▶ **About this exercise**: Reproduce every record below exactly as it appears.
**** Source records
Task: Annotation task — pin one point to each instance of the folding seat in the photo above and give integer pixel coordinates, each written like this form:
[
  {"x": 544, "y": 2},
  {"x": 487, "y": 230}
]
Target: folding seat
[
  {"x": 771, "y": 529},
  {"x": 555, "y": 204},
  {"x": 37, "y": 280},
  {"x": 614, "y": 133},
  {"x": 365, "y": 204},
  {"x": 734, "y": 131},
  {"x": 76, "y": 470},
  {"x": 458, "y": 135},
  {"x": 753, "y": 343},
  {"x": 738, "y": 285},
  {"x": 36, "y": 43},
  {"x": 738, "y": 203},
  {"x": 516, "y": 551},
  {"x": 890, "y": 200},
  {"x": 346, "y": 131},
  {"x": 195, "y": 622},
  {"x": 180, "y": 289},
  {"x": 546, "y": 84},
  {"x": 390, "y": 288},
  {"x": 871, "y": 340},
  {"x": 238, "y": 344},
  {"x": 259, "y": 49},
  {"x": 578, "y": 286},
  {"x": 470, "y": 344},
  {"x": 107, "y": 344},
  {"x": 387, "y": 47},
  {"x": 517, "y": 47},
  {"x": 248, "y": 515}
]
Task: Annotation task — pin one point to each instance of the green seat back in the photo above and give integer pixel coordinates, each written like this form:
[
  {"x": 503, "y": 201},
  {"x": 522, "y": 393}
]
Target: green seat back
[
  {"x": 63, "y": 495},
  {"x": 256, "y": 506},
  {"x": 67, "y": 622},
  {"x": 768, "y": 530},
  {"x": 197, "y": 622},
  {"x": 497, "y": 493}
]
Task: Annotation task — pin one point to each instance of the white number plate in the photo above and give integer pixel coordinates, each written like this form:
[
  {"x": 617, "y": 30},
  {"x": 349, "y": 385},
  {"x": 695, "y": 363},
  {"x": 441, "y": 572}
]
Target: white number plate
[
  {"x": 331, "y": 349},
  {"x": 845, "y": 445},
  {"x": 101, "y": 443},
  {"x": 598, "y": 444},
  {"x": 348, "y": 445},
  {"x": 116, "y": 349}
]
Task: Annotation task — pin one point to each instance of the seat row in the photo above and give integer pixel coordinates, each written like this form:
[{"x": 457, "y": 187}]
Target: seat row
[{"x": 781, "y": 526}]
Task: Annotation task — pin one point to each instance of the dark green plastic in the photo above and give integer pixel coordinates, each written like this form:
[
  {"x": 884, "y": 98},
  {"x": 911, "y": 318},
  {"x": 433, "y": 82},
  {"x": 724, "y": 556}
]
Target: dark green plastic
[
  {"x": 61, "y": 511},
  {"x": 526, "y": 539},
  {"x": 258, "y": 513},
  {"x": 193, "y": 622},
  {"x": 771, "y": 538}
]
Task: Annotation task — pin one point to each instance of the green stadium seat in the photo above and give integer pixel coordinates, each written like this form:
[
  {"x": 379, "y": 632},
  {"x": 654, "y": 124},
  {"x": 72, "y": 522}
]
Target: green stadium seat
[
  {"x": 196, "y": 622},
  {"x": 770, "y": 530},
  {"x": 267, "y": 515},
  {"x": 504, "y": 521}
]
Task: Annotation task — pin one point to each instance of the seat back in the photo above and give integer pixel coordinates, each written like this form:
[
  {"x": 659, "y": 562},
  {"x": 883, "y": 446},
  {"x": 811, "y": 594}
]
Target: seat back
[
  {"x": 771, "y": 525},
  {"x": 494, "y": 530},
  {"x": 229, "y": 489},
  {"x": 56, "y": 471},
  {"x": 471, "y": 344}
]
********
▶ **Task result**:
Task: Annotation task — pin one point to each instance of the folding seat in the photo above and give integer pixel coordinates, each written like this form:
[
  {"x": 544, "y": 2},
  {"x": 487, "y": 230}
]
Target: folding seat
[
  {"x": 771, "y": 529},
  {"x": 555, "y": 204},
  {"x": 37, "y": 280},
  {"x": 614, "y": 133},
  {"x": 365, "y": 204},
  {"x": 734, "y": 131},
  {"x": 76, "y": 470},
  {"x": 458, "y": 135},
  {"x": 753, "y": 343},
  {"x": 738, "y": 285},
  {"x": 36, "y": 43},
  {"x": 738, "y": 203},
  {"x": 516, "y": 551},
  {"x": 890, "y": 200},
  {"x": 346, "y": 131},
  {"x": 195, "y": 622},
  {"x": 180, "y": 289},
  {"x": 546, "y": 84},
  {"x": 390, "y": 288},
  {"x": 871, "y": 340},
  {"x": 238, "y": 344},
  {"x": 259, "y": 49},
  {"x": 578, "y": 286},
  {"x": 470, "y": 344},
  {"x": 107, "y": 344},
  {"x": 387, "y": 47},
  {"x": 517, "y": 47},
  {"x": 248, "y": 515}
]
Task: Annotation task — pin one point to each instance of the green seat back in the photo above and give integer pixel coordinates, each written like this form:
[
  {"x": 503, "y": 201},
  {"x": 522, "y": 393}
]
Target: green seat back
[
  {"x": 63, "y": 495},
  {"x": 256, "y": 506},
  {"x": 67, "y": 622},
  {"x": 768, "y": 530},
  {"x": 197, "y": 622},
  {"x": 497, "y": 493}
]
Task: Annotation task — pin one point to each instance of the white number plate in the photo above and give integer pixel coordinates, each written like this form:
[
  {"x": 617, "y": 30},
  {"x": 349, "y": 385},
  {"x": 695, "y": 363},
  {"x": 441, "y": 572}
]
Target: white number plate
[
  {"x": 331, "y": 349},
  {"x": 845, "y": 445},
  {"x": 101, "y": 443},
  {"x": 598, "y": 444},
  {"x": 348, "y": 445},
  {"x": 116, "y": 349}
]
Task: Annotation task — pin one point to each instance of the seat row in the photo above and give integer pixel coordinates, each written like this form:
[{"x": 457, "y": 187}]
Target: seat row
[{"x": 781, "y": 526}]
Task: Annotation task — pin one point to each instance of the dark green plastic in the photo above and give integer pixel coordinates, each written like this form:
[
  {"x": 884, "y": 98},
  {"x": 911, "y": 318},
  {"x": 433, "y": 82},
  {"x": 724, "y": 556}
]
Target: dark green plastic
[
  {"x": 61, "y": 511},
  {"x": 526, "y": 539},
  {"x": 258, "y": 513},
  {"x": 193, "y": 622},
  {"x": 771, "y": 538}
]
Task: Annotation task — pin one point to each instance of the green stadium seat in the photo above and give integer pixel coordinates, each written like this form:
[
  {"x": 379, "y": 632},
  {"x": 654, "y": 124},
  {"x": 72, "y": 522}
]
Target: green stadium seat
[
  {"x": 196, "y": 622},
  {"x": 770, "y": 530},
  {"x": 267, "y": 515},
  {"x": 504, "y": 521}
]
Task: Annotation task — pin one point to each instance of the seat back in the photo above and give integer pixel coordinates, each written like this form:
[
  {"x": 659, "y": 562},
  {"x": 883, "y": 446},
  {"x": 811, "y": 594}
]
Target: seat back
[
  {"x": 771, "y": 525},
  {"x": 494, "y": 530},
  {"x": 229, "y": 489},
  {"x": 56, "y": 471},
  {"x": 471, "y": 344}
]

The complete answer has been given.